The request
Present every line of the records below as a Markdown table with the columns Number and Record line, numbering the rows in order and omitting any blank lines.

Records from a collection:
============================================================
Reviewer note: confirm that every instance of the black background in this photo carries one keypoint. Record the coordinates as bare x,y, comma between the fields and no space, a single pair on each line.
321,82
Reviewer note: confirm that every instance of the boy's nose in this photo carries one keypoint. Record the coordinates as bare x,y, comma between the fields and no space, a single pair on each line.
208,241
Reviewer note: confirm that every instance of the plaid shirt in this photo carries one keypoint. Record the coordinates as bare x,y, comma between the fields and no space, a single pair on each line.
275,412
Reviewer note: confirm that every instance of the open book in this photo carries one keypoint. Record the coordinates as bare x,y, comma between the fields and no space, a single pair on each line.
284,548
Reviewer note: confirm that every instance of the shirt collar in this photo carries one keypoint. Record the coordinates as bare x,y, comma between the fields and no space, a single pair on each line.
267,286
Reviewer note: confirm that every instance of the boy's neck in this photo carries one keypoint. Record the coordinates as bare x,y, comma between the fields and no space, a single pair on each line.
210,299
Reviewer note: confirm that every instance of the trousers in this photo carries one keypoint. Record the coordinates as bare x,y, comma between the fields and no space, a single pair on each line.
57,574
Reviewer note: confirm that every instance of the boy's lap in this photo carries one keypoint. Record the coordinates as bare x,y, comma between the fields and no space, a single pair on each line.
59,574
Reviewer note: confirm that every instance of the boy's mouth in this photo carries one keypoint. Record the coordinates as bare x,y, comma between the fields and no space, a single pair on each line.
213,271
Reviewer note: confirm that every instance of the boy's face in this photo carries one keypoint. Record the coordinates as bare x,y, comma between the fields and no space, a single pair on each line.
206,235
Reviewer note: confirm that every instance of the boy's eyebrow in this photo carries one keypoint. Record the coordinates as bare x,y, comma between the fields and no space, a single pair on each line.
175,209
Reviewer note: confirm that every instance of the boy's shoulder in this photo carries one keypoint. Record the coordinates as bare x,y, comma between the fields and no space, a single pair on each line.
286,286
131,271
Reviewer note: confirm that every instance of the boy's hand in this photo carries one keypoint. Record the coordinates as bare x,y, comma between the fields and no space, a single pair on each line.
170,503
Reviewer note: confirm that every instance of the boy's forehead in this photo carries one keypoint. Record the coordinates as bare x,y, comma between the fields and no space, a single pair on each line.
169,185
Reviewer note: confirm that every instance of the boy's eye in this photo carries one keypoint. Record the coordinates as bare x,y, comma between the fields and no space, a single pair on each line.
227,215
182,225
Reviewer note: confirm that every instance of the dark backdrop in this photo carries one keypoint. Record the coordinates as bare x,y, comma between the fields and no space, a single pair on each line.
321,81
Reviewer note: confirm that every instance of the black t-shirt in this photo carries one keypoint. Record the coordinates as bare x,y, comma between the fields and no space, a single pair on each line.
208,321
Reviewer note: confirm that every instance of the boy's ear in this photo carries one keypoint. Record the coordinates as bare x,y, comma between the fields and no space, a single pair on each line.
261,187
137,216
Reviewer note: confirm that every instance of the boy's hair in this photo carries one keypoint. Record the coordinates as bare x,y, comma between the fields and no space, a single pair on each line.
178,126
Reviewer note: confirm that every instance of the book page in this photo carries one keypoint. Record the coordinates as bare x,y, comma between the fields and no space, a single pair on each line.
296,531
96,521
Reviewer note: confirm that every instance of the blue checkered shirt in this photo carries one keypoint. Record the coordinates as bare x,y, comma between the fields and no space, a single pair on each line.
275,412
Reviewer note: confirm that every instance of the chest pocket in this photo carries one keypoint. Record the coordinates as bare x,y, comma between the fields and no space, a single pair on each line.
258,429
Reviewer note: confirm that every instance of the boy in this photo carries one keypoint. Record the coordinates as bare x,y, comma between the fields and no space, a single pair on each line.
============================================================
Exercise response
| Number | Record line |
|---|---|
| 1 | Reviewer note: confirm that every instance of the black background in this photo carries one keypoint. Record the coordinates as bare x,y, comma between the fields and no space, a single pair on each line. |
| 2 | 321,82 |
| 3 | Reviewer note: confirm that every instance of the boy's nose in this photo carries one keypoint. Record the coordinates as bare x,y, comma between the fields and no space, a single pair on each line. |
| 4 | 208,241 |
| 5 | Reviewer note: confirm that every instance of the plaid shirt in this photo carries one keypoint. Record the coordinates as bare x,y, comma between the fields and no space, a single pair on each line. |
| 6 | 275,412 |
| 7 | Reviewer note: confirm that every instance of the open book in this photo carries one keypoint. Record the coordinates as bare x,y, comma between the fields and no space, a single pair on each line. |
| 8 | 284,548 |
| 9 | Reviewer note: confirm that every instance of the shirt collar in this photo carries one keypoint. Record the coordinates as bare x,y, comma between the fields and no space, a single pair on each line. |
| 10 | 267,286 |
| 11 | Reviewer note: confirm that every instance of the boy's neck in this photo carries one keypoint. Record the coordinates as bare x,y, comma between the fields and no space, a single pair on each line. |
| 12 | 210,299 |
| 13 | Reviewer note: confirm that every instance of the trousers in this photo carries one keypoint. Record the coordinates as bare x,y, comma between the fields and no space, a single pair on each line. |
| 14 | 57,574 |
| 15 | Reviewer note: confirm that every instance of the boy's lap in this photo carries one keypoint. Record the coordinates as bare x,y, comma between the fields and no space, a single pair on each line. |
| 16 | 59,574 |
| 17 | Reviewer note: confirm that every instance of the boy's mouth in this photo carries one keypoint. Record the coordinates as bare x,y, comma between the fields and no space, a single pair on each line. |
| 18 | 213,271 |
| 19 | Reviewer note: confirm that every instance of the boy's face in this photo carries one keypoint. Record the coordinates as bare x,y, comma between the fields and no space, a single pair on each line. |
| 20 | 206,235 |
| 21 | Reviewer note: confirm that every instance of the boy's eyebrow in this photo carries one keypoint. Record the coordinates as bare x,y, comma between the fields and no space, a single pair on each line. |
| 22 | 175,209 |
| 23 | Reviewer note: confirm that every instance of the boy's shoulder in this photo carries one keypoint. Record the coordinates as bare x,y, comma between the fields and no space, a single pair on each line. |
| 24 | 286,286 |
| 25 | 131,271 |
| 26 | Reviewer note: confirm that every instance of the boy's hand in this photo carries one keypoint. Record the coordinates as bare x,y, comma between the fields and no space, a single pair on each line. |
| 27 | 170,503 |
| 28 | Reviewer note: confirm that every instance of the boy's forehead in this photo carries one keypoint. Record the coordinates as bare x,y, comma between the fields and no space, a single pair on each line. |
| 29 | 169,185 |
| 30 | Reviewer note: confirm that every instance of the boy's eye in this photo carries one keypoint. Record the coordinates as bare x,y, comma between the fields and no space, a single pair on each line. |
| 31 | 227,215 |
| 32 | 182,225 |
| 33 | Reviewer note: confirm that every instance of the dark backdrop in this photo carries one keypoint. Record the coordinates as bare x,y, comma between the fields and no space, a single pair on each line. |
| 34 | 321,81 |
| 35 | Reviewer note: confirm that every instance of the black t-shirt in this photo carries one keypoint. Record the coordinates as bare x,y, comma between the fields and no space, a single pair on each line. |
| 36 | 208,321 |
| 37 | Reviewer note: confirm that every instance of the boy's ear in this photo carries one keypoint. Record the coordinates as bare x,y, comma between the fields and no space, a single pair on each line. |
| 38 | 261,187 |
| 39 | 137,216 |
| 40 | Reviewer note: confirm that every instance of the boy's hair in this photo carries one keypoint. Record the coordinates as bare x,y, comma between the fields and no space, a single pair on each line. |
| 41 | 178,126 |
| 42 | Reviewer note: confirm that every instance of the book page in this photo carries one keypoint. Record the coordinates as bare x,y, comma between the fields and no space, a single pair on each line. |
| 43 | 296,531 |
| 44 | 96,521 |
| 45 | Reviewer note: confirm that every instance of the blue checkered shirt in this photo carries one keypoint. Record the coordinates as bare x,y, comma between the fields and no space, a single pair on each line. |
| 46 | 275,412 |
| 47 | Reviewer note: confirm that every instance of the chest pocket in this photo carries one keypoint. Record the coordinates as bare x,y, comma between the fields and no space, a single pair on each line. |
| 48 | 258,429 |
| 49 | Reviewer note: confirm that every instance of the boy in this photo carries one keypoint. Record the coordinates as bare x,y, comma between the fields and no space, a single pair on each line. |